__Selected extract__:

The court found that the illegality defence did not apply in this case.

While the defendant might have known the nature and quality of the act he was doing, he did not know that what he was doing was wrong. Mr Justice Garnham found that for illegality to be made out, it must be established that the claimant knew that what he was doing was wrong.

This is to be contrasted with cases such as Henderson v Dorset Healthcare University NHS Foundation Trust, where the claimant pleaded guilty to manslaughter by diminished responsibility and carried criminal responsibility for killing her mother in a psychotic episode. While the claimant in Lewis-Ranwell was given a hospital order and a restriction order at the conclusion of the criminal case, this was a disposal for public protection as opposed to being a criminal sanction.

Illegality can apply to cases with quasi-criminality, but this is distinct from cases where the defendant does not carry any criminal responsibility for his actions. Allowing the claim also ensures consistency between civil and criminal law.

Mr Justice Garnham found that allowing the claim would not harm the integrity of the legal system. The prohibition for examination here was the prohibition on the taking of life. The prohibition is not enhanced by denying the claim because an insane person is not receptive to the prohibition. Similarly, there is no deterrent effect because the person in question was insane and extremely unlikely to be affected by the deterrent of not being able to recover compensation.

__Tasks to perform__:
• A. Answer these questions from the passage on the illegality defence:
(i) According to Mr Justice Garnham, what must be established about the claimant for illegality to be made out?
(ii) What did the claimant in Henderson v Dorset Healthcare University NHS Foundation Trust plead guilty to?
(iii) Which prohibition was under examination?
• B. Give every name of a judge or a legal case in the passage on the illegality defence.

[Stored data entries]
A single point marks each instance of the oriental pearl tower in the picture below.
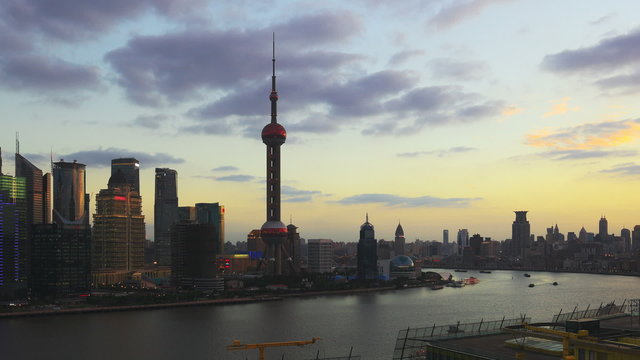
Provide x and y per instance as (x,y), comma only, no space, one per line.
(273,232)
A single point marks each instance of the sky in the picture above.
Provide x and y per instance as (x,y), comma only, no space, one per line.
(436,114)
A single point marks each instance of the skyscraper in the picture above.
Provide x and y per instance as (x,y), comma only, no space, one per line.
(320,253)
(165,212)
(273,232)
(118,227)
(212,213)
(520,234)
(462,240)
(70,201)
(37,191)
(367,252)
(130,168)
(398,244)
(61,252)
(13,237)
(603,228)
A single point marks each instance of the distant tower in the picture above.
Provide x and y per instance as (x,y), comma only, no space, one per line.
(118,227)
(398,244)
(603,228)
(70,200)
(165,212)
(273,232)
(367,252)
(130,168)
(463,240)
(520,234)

...

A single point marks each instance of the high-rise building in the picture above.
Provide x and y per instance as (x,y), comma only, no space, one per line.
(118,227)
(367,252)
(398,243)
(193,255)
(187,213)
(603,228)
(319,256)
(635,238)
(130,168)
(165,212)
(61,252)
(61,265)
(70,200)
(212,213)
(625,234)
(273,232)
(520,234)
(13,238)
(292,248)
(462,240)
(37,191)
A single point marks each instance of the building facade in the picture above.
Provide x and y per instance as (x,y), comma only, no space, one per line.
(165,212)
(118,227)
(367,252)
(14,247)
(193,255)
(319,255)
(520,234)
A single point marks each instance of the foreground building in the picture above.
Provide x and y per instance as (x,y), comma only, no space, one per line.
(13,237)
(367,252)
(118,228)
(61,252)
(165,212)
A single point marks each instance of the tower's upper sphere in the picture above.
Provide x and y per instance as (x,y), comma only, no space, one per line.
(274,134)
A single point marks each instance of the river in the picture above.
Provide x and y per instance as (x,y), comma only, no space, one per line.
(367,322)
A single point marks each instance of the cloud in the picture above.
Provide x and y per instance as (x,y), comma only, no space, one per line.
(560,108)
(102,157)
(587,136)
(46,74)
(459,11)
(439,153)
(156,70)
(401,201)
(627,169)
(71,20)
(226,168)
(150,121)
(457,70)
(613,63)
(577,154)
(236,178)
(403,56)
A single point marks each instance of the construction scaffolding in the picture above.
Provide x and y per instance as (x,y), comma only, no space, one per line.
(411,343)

__Numbered answers__:
• A.
(i) That the claimant knew that what he was doing was wrong.
(ii) Manslaughter by diminished responsibility.
(iii) The prohibition on the taking of life.

• B.
Mr Justice Garnham
Henderson v Dorset Healthcare University NHS Foundation Trust
Lewis-Ranwell